**正文内容**
##########

强韧与微结构稳定一体化Al2O3–GAP共晶涂层的高PV值磨损服役行为
基本信息
结项摘要
Oxide ceramics show high strength, high hardness, good high temperature and oxidation resistances. The corresponding coatings exhibit excellent application potential in the dynamic seal systems of aeronautical, astronautical and high-class civil fields. However, previous investigations were mainly focused on the mechanical properties of the coatings without taking account of their high temperature microstructure and mechanical performance stabilities under high PV (P: contact pressure; V: friction velocity) wear conditions accompanied by high temperature, serious oxidation and strong thermal shock. Based upon rapid directional solidification growth feature of Al2O3-based bulk eutectic ceramics, this study is to deposit the novel Al2O3–GdAlO3 (GAP) eutectic ceramic coatings via atmospheric plasma spraying. Simultaneously, strength-ductility synergy is achieved with multiscale distributions of Al2O3/GAP eutectic phases in the coatings. This project mainly investigates the coupled growth mechanism of interlocked Al2O3/GAP eutectic phases with network structure. Cooperatively strengthening and toughening mechanism of the coatings will be studied. The integration of strengthening, toughening and microstructure stabilization for Al2O3–GAP eutectic ceramic coatings will be realized. Additionally, the wear behavior and failure mechanism of the coatings will be elucidated under the above-mentioned severe conditions. These studies will provide theoretical basis and technical support for developing high performance Al2O3-based wear resistant coatings for high PV value applications.

##########

**存储数据**
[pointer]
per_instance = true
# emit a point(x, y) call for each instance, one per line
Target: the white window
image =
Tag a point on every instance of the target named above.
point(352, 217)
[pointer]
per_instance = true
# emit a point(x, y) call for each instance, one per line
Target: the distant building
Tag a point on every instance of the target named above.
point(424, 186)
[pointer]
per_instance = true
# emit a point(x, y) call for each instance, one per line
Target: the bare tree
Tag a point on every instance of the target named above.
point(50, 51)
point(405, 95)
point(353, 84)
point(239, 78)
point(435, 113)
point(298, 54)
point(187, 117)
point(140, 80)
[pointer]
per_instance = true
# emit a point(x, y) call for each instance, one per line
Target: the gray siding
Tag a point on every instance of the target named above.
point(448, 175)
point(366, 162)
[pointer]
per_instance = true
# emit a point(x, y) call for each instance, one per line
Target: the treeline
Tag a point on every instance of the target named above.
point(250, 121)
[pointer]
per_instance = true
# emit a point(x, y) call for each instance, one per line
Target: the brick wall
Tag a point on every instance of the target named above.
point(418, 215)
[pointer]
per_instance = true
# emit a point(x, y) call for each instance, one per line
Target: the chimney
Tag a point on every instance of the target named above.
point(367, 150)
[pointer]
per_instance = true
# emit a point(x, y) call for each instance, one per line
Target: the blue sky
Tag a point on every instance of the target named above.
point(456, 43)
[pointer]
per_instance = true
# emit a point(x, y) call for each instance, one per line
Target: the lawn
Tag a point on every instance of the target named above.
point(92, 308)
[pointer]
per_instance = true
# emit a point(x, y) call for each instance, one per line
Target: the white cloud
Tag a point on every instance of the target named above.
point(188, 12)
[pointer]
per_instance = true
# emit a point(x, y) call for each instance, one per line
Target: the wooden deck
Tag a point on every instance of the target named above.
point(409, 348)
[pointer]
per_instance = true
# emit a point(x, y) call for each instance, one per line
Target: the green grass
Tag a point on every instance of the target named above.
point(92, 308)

##########

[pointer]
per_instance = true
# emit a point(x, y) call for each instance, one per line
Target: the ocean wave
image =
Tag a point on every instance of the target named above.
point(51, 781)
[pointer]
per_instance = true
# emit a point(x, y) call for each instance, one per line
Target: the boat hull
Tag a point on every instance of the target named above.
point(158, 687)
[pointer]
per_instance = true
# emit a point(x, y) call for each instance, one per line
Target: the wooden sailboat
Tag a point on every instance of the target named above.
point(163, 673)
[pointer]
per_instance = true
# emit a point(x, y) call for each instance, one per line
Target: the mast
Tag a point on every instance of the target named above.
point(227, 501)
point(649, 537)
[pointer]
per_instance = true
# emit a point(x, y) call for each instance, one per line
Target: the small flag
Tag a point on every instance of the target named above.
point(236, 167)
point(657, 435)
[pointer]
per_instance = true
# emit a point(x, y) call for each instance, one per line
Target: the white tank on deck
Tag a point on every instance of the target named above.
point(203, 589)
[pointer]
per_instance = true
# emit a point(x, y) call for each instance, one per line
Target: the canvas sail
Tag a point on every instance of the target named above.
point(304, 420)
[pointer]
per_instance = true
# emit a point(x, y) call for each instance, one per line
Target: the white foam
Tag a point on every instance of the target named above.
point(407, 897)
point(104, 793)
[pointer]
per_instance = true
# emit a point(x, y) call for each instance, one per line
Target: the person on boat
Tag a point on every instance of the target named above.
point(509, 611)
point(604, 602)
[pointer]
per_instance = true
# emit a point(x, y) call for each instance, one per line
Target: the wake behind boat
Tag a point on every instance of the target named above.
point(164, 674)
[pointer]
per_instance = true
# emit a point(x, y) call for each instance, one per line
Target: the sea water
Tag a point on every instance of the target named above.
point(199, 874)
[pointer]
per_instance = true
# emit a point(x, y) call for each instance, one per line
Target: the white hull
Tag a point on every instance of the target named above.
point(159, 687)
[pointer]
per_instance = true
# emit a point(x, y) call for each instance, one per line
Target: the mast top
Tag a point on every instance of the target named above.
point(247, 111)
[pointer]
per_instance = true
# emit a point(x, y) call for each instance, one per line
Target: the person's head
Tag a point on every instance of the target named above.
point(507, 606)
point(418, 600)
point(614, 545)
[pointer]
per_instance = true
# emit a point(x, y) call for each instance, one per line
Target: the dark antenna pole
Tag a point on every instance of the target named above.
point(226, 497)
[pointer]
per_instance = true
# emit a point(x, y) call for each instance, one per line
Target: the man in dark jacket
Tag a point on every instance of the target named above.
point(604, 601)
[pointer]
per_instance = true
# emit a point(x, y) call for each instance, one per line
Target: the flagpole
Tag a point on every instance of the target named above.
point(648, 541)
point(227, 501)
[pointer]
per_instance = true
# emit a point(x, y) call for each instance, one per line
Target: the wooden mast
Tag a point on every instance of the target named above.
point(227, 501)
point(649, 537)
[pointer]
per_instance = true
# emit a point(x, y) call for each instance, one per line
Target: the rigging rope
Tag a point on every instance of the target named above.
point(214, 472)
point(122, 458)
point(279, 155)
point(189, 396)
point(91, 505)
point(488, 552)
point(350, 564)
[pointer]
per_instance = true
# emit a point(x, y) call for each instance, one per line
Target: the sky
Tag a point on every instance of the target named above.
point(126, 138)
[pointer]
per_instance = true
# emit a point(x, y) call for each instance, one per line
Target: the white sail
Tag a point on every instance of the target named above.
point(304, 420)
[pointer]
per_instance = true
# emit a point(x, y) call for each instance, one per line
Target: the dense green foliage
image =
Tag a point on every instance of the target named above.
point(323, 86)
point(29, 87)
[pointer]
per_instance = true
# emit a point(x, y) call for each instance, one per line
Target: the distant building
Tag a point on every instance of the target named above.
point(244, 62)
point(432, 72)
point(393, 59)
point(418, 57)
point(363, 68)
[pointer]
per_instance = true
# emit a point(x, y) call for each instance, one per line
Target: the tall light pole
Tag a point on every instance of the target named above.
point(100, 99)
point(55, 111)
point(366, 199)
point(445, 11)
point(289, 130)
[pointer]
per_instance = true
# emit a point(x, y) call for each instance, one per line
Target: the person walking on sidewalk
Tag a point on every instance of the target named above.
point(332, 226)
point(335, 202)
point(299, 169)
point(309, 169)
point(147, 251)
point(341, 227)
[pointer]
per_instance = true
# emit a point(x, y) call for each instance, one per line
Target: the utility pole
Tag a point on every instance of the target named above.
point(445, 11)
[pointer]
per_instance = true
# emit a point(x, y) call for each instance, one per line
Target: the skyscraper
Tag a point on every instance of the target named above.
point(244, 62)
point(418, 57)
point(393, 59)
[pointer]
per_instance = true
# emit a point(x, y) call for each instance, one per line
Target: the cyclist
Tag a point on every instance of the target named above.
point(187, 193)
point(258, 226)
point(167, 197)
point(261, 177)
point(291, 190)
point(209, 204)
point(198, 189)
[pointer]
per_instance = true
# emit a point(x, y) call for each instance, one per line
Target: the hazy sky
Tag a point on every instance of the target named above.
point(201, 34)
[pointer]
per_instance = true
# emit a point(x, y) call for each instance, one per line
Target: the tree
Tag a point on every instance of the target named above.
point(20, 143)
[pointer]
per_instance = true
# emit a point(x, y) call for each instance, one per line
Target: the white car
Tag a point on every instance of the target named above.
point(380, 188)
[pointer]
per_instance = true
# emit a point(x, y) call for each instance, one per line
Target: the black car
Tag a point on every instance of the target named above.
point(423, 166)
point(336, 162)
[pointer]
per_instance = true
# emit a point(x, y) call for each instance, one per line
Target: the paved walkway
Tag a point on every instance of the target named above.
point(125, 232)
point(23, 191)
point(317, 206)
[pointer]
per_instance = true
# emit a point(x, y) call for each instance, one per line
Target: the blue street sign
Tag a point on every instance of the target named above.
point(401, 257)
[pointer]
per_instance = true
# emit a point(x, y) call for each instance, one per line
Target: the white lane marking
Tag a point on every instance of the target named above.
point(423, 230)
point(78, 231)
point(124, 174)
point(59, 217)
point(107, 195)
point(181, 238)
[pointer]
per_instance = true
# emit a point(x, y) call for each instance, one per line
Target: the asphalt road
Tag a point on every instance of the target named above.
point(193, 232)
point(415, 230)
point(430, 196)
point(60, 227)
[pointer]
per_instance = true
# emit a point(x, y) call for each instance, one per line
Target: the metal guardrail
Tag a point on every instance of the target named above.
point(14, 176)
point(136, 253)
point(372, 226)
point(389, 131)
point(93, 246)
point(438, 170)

##########

正文提到高PV值磨损工况伴随着几种条件。请用原文英文词语列出这些条件。

high temperature; serious oxidation; strong thermal shock